[ABOUT THIS EXERCISE] Retype the records below so that each one matches exactly.

Dataset excerpts
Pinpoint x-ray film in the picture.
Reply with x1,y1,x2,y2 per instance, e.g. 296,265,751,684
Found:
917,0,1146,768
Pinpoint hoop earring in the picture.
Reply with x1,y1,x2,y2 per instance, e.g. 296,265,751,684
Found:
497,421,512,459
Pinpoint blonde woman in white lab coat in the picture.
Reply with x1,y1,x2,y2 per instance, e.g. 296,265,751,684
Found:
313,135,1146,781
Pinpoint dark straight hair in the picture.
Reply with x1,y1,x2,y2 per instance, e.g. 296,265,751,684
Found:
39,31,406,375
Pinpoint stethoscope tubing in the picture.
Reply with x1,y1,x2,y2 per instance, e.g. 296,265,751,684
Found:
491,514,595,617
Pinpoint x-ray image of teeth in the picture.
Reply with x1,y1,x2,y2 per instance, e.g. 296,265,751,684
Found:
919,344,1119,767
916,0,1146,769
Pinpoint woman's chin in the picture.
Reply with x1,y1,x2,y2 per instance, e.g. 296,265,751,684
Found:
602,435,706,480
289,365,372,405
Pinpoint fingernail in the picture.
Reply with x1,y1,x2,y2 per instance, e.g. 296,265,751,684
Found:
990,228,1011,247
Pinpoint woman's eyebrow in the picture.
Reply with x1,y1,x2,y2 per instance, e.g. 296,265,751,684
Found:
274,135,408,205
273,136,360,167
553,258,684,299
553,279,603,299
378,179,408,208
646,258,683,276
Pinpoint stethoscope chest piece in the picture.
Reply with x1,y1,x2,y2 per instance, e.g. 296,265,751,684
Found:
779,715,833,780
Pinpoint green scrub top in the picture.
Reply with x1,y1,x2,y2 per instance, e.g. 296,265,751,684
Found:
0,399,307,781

[SOLUTION FOR THIS PROBLEM]
Pinpoint x-ray film in the picture.
Reply with x1,y1,x2,y2 per instance, e.g. 296,265,751,684
Found:
917,0,1146,768
Pinpoint hoop earring in the picture.
Reply with x1,y1,x2,y2 per instance, e.g. 296,265,751,684
Found:
497,421,512,459
Pinpoint blonde woman in white lab coat in the picture.
Reply with x1,y1,x2,y2 per instance, e.g. 296,265,751,684
Found:
313,135,1146,781
Pinpoint dark straight hair in the picture.
Reply with x1,y1,x2,y2 per instance, e.g. 296,265,751,684
Found:
39,31,406,375
Pinpoint stethoscope tubing in the picture.
Reply with x1,y1,x2,y2 per instance, e.g. 296,265,751,684
Found:
491,514,595,617
Pinpoint x-ray image of teeth in the picture.
Reply with x1,y1,x2,y2 per instance, e.g. 296,265,751,684
Found:
919,344,1119,767
916,0,1146,769
Pinpoint woman's chin in the picture.
Reply with x1,y1,x2,y2 per instance, e.g. 296,265,751,684
Found:
602,435,706,480
289,365,372,405
Pinpoint fingernail in the picture.
Reply with x1,y1,x2,y2 per instance, e.g. 296,265,751,684
Found:
990,228,1011,247
Pinpoint woman's eyebrow in the picture.
Reply with x1,y1,x2,y2 per instance, e.g. 296,265,751,684
Found:
274,135,408,205
273,136,360,167
553,258,684,299
553,279,603,299
378,179,408,208
646,258,683,276
Pinpoint stethoscope chest piece in the picture.
Reply with x1,y1,x2,y2 per instance, e.g. 296,265,751,684
Found:
779,715,833,780
Pinpoint green scrub top in the picture.
Reply with x1,y1,x2,y2 per instance, e.g. 296,265,751,684
Found:
0,399,307,781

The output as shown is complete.